* READING PASSAGE:
****************
The wise woman, the wise man – like Tolkien’s Frodo – knows that he or she is a beneficiary of God’s grace, ever dependent upon that grace, subject to the fallibility that accompanies sin, and – at the same time, “a warrior of the light.”

Frodo’s orientation to the world is gentle.  It is also tempered by familiarity with his own frailty, but he is wary of sin’s influence and power over those who refuse to acknowledge the same dependence upon God.

Truth #2: The Kingdom of God is the Reign of God.  It is marked by the spread of God’s grace and love.  It is the realization of justice and mercy that we cannot comprehend.

It is not God’s “kindom.”  It is more than our sense of connection with one another.  It is not the divine version of our politics.  We cannot bring it into being.  It is not a feel-good moment.

It is a promise into which we live, a promise that invades the darkness of our world.  And the moment in which we live is marked by “the already” and “the not yet.”  Transformation, truth, and love break across the human landscape like the light of dawn, but darkness and shadows remain.

Truth #3: For that reason, our response – the deeply moral response – will not be a simple one.  We cannot escape difficult decisions.  We cannot escape ambiguity.  We cannot abandon the world, hiding beyond oceans and behind walls.

We will need to be involved in global affairs.  We will need to acknowledge the extent to which our lives, though given ever more deeply to the things of God, they remain enmeshed in the human condition.

We will be required to defend the defenseless and oppose the spread of evil.

It is not a comfortable place to live.  It is not a safe place to live.  It is not a place without ambiguity or the potential for error and self-deception.  But it is the place we are called to live.
****************
* INSTRUCTION 1: Decide whether each statement below agrees with the reflection above, answering yes or no and quoting the words of the reflection that settle it. (a) The reflection says we can bring the Kingdom of God into being. (b) The reflection calls Frodo's orientation to the world gentle. (c) The reflection says the deeply moral response will be a simple one.
****************
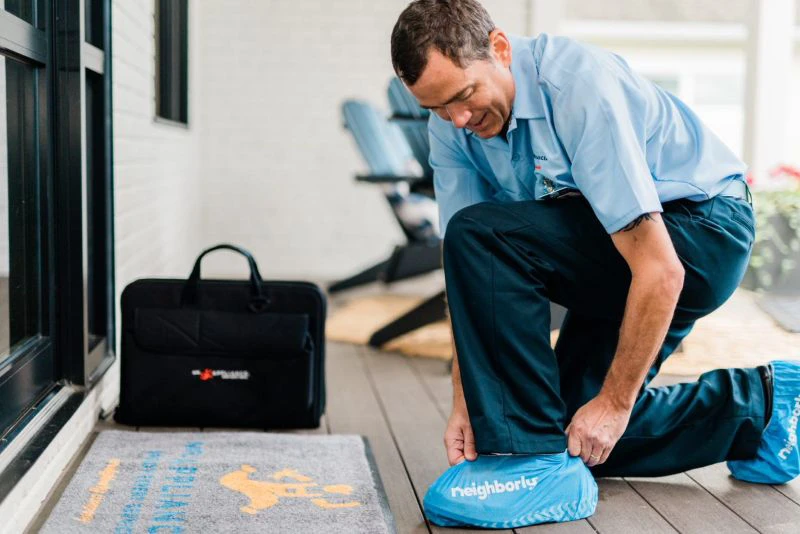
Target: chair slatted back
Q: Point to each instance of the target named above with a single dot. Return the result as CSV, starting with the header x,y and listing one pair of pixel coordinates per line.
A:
x,y
381,143
403,103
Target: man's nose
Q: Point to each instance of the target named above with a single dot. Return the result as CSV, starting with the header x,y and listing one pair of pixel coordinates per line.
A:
x,y
460,115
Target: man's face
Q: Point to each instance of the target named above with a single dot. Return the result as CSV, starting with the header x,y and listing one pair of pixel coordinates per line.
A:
x,y
478,97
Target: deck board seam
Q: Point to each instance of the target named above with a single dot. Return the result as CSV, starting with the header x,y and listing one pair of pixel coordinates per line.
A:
x,y
674,527
722,502
797,502
415,370
362,353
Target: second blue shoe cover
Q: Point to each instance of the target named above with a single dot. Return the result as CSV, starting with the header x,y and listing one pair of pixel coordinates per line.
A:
x,y
506,491
778,459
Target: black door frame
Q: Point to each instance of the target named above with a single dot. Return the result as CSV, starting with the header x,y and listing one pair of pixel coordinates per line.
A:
x,y
55,42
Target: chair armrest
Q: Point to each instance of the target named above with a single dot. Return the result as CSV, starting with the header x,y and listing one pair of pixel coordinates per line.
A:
x,y
405,118
388,178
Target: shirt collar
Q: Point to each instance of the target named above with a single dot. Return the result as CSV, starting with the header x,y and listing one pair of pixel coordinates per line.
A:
x,y
527,97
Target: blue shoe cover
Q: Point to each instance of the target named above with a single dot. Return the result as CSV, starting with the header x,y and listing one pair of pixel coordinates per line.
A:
x,y
778,459
506,491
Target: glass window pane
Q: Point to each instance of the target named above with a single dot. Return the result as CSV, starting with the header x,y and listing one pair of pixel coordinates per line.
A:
x,y
719,90
4,263
20,212
22,8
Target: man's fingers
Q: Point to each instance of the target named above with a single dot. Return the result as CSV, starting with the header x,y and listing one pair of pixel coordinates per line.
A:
x,y
596,456
455,451
605,455
573,444
586,449
469,444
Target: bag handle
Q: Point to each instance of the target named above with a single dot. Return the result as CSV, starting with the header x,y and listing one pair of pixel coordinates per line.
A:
x,y
258,300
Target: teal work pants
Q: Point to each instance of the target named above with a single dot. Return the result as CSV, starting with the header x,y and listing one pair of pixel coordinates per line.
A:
x,y
503,265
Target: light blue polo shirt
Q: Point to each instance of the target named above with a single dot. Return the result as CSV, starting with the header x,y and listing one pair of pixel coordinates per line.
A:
x,y
582,119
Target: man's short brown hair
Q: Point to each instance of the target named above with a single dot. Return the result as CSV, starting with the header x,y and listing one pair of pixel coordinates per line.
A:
x,y
459,29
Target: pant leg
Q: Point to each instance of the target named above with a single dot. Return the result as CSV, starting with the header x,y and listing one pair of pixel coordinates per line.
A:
x,y
500,312
502,264
675,428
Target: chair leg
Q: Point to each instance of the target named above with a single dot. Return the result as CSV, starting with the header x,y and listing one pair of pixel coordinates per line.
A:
x,y
366,276
430,311
412,259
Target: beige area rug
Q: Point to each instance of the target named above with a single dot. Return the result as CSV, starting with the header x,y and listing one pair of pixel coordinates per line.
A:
x,y
738,334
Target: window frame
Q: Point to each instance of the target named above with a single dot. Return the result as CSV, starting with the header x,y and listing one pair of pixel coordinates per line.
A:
x,y
55,43
172,62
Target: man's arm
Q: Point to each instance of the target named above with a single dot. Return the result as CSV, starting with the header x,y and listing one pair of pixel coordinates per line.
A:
x,y
656,283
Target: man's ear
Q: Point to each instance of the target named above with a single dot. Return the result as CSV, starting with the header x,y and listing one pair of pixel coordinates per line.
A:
x,y
500,47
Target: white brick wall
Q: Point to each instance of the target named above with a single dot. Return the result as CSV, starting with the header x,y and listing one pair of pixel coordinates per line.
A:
x,y
156,166
277,165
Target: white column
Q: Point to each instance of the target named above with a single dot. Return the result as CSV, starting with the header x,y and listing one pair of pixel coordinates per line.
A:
x,y
544,16
770,46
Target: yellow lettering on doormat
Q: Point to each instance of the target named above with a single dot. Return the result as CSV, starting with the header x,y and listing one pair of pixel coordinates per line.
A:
x,y
263,494
99,491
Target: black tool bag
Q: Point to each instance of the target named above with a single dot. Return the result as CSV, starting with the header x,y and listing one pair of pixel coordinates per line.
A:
x,y
232,353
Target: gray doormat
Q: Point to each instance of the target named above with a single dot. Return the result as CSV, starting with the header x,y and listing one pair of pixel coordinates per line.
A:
x,y
784,309
154,482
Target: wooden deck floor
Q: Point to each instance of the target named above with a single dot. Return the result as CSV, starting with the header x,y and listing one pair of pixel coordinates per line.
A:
x,y
401,405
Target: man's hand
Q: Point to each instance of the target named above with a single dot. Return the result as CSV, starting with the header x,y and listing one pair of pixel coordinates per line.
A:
x,y
595,429
458,438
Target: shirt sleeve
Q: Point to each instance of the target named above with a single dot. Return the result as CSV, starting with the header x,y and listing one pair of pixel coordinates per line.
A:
x,y
601,124
456,182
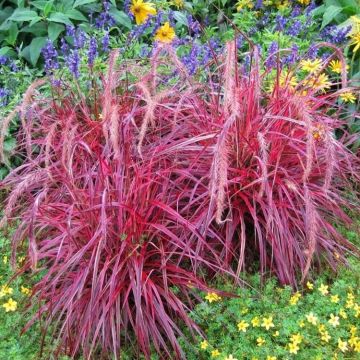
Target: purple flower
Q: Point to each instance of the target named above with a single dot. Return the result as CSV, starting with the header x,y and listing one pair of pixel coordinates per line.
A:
x,y
105,41
92,52
50,56
295,28
3,60
73,62
280,23
271,60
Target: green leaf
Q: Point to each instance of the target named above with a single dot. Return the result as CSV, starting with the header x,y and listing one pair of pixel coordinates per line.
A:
x,y
60,18
82,2
121,18
54,30
76,15
13,33
23,15
35,49
330,13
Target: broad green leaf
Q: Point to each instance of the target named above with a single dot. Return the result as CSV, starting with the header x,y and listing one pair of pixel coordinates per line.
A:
x,y
82,2
76,15
120,17
13,33
54,30
60,18
35,49
329,14
23,15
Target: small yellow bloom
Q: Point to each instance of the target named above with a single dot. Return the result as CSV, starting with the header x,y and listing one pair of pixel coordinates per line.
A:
x,y
342,345
142,10
334,320
336,66
348,97
311,65
25,290
325,336
267,323
165,33
230,357
5,290
243,325
293,348
296,338
215,353
295,298
324,289
212,297
255,322
311,318
10,305
355,40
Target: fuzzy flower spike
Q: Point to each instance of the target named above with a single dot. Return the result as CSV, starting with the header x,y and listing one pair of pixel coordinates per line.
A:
x,y
141,10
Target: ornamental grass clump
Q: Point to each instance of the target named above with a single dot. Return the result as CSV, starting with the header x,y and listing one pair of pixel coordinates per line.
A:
x,y
133,197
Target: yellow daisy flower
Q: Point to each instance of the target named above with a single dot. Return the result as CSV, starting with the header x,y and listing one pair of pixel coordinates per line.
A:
x,y
342,345
324,289
242,326
348,97
336,66
267,323
10,305
141,10
165,33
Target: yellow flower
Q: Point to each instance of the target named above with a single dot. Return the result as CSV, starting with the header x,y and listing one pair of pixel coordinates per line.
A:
x,y
295,298
179,3
211,297
311,65
348,97
325,336
311,318
343,313
267,323
215,353
10,305
255,322
260,341
342,345
324,289
230,357
355,40
353,330
293,348
320,82
5,290
165,33
336,66
334,320
25,290
141,10
242,325
296,338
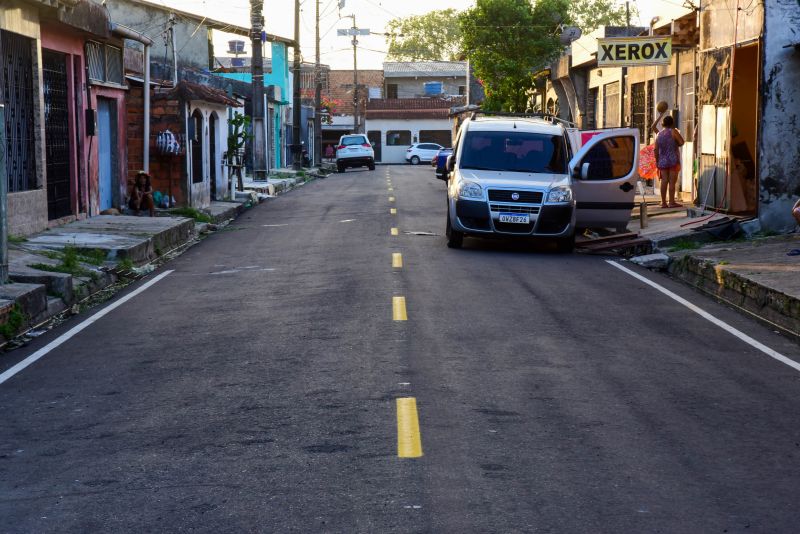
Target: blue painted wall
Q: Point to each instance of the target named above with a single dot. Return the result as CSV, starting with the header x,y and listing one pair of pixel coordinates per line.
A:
x,y
279,77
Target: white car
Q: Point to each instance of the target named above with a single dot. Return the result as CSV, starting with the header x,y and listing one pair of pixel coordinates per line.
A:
x,y
529,177
419,152
354,150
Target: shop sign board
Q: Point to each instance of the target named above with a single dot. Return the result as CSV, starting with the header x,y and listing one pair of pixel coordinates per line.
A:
x,y
634,51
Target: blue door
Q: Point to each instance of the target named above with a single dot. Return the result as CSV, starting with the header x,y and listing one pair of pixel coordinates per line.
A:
x,y
106,139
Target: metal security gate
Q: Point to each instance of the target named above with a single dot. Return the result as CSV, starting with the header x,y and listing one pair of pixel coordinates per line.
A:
x,y
591,109
16,92
611,105
638,109
57,135
212,154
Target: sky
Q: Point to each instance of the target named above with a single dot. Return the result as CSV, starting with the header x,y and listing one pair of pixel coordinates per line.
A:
x,y
370,14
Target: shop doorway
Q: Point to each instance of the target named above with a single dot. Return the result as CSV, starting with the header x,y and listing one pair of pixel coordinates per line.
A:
x,y
743,181
106,147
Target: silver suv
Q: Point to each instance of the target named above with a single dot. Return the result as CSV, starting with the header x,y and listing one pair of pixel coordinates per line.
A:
x,y
354,150
530,177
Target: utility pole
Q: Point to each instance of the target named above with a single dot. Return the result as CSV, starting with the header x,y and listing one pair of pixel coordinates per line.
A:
x,y
3,201
297,105
356,125
355,32
257,69
628,14
317,103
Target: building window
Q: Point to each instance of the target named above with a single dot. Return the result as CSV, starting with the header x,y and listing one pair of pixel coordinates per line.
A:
x,y
686,115
591,109
196,140
398,138
611,105
440,137
105,63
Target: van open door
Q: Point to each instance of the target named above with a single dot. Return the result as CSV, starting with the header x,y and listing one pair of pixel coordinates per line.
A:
x,y
604,174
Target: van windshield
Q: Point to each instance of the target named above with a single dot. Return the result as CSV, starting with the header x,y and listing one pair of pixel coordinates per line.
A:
x,y
514,152
354,140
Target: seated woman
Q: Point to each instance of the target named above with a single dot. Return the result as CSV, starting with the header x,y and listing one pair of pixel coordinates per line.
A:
x,y
142,194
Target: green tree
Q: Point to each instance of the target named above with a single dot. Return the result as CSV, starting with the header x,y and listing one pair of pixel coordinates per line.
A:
x,y
435,36
589,15
507,42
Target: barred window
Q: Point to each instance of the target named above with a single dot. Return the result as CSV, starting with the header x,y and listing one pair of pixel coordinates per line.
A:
x,y
105,63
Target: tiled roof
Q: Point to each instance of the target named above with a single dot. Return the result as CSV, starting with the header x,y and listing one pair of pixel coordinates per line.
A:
x,y
404,69
340,87
412,108
415,103
194,91
374,114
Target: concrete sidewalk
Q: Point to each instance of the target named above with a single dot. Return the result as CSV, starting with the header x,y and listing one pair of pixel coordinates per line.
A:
x,y
752,273
54,270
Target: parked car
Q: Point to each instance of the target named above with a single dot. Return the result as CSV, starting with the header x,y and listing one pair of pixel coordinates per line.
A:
x,y
439,162
354,150
519,177
419,152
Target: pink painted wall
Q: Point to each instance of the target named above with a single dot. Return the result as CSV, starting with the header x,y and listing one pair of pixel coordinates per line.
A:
x,y
64,39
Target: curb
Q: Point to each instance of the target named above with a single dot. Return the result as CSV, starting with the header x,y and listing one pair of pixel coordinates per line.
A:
x,y
715,279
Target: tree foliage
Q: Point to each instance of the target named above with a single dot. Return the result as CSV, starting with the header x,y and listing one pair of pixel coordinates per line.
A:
x,y
589,15
435,36
507,42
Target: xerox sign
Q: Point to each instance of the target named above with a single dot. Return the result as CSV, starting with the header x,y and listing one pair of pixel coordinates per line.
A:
x,y
634,51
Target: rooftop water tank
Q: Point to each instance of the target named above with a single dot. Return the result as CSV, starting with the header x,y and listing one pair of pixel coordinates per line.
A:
x,y
235,47
433,88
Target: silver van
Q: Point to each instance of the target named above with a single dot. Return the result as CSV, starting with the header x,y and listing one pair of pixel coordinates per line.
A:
x,y
528,177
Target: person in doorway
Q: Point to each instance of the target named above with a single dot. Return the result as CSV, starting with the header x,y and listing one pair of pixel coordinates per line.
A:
x,y
142,194
668,161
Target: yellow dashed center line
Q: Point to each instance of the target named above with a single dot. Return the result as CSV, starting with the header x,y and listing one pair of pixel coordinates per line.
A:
x,y
409,442
399,309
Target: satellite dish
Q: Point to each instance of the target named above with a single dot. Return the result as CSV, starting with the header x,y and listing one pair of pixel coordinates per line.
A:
x,y
570,34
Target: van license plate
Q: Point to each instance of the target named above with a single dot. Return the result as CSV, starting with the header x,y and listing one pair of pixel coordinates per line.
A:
x,y
516,218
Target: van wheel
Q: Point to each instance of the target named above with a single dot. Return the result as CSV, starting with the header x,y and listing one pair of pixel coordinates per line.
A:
x,y
454,238
566,245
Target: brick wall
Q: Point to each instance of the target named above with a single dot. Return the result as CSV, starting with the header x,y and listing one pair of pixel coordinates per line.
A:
x,y
167,172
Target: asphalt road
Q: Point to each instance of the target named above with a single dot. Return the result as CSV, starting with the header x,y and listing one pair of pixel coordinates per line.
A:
x,y
253,389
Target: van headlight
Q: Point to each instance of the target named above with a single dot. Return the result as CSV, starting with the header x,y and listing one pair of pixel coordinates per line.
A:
x,y
559,194
470,190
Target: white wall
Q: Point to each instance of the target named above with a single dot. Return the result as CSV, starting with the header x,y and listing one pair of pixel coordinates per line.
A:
x,y
397,154
200,193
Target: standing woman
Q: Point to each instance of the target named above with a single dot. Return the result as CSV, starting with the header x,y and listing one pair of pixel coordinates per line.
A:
x,y
668,160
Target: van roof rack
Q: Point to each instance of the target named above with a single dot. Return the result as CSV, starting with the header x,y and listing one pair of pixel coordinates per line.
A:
x,y
475,111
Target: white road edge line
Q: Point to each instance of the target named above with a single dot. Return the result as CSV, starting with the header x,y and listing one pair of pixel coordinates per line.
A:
x,y
704,314
76,329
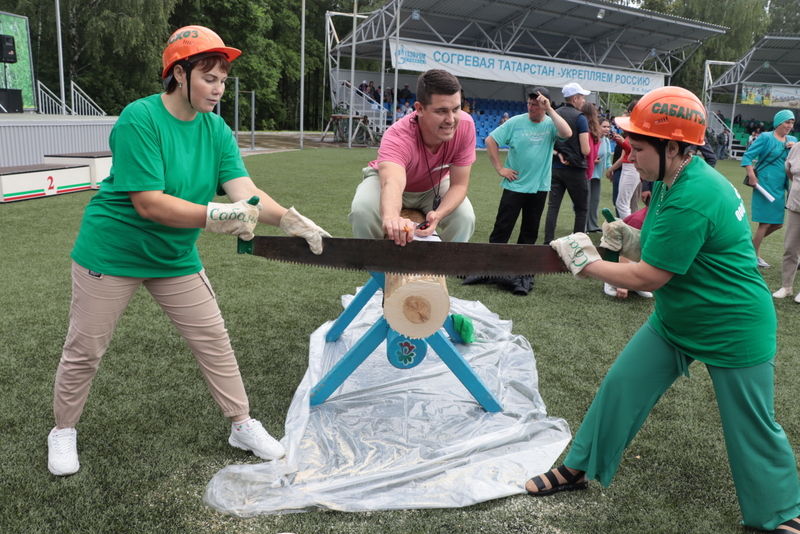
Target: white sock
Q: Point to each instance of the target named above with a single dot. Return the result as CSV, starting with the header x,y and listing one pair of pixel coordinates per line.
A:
x,y
239,424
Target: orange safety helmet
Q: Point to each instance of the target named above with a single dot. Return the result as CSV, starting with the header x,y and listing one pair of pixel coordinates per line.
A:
x,y
192,40
669,112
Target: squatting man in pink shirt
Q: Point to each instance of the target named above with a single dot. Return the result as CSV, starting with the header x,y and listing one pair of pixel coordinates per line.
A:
x,y
424,162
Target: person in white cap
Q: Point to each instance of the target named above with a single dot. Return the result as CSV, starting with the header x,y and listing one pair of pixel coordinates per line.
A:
x,y
569,163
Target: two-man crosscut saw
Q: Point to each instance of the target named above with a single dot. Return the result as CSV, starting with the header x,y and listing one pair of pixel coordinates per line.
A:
x,y
422,257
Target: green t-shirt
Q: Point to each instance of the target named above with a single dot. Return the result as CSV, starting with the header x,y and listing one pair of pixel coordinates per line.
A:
x,y
531,152
717,308
154,151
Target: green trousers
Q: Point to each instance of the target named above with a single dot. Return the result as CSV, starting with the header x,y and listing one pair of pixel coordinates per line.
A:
x,y
762,461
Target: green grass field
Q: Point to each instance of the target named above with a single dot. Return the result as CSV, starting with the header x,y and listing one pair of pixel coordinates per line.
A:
x,y
151,437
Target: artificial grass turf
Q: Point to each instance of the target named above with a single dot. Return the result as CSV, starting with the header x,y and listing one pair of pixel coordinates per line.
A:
x,y
151,437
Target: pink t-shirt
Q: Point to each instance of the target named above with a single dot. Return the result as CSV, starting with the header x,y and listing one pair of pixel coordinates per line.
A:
x,y
402,144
****************
* INSTRUCTION 2: Identify every line of the listing above that contains the word "grass", and copy each of those lines.

* EXERCISE OUTPUT 1:
(a) No: "We cannot bring it into being."
(b) Yes: "Frodo’s orientation to the world is gentle."
(c) No: "our response – the deeply moral response – will not be a simple one."

* EXERCISE OUTPUT 2:
Target: ornamental grass clump
Target: green grass field
Target: artificial grass turf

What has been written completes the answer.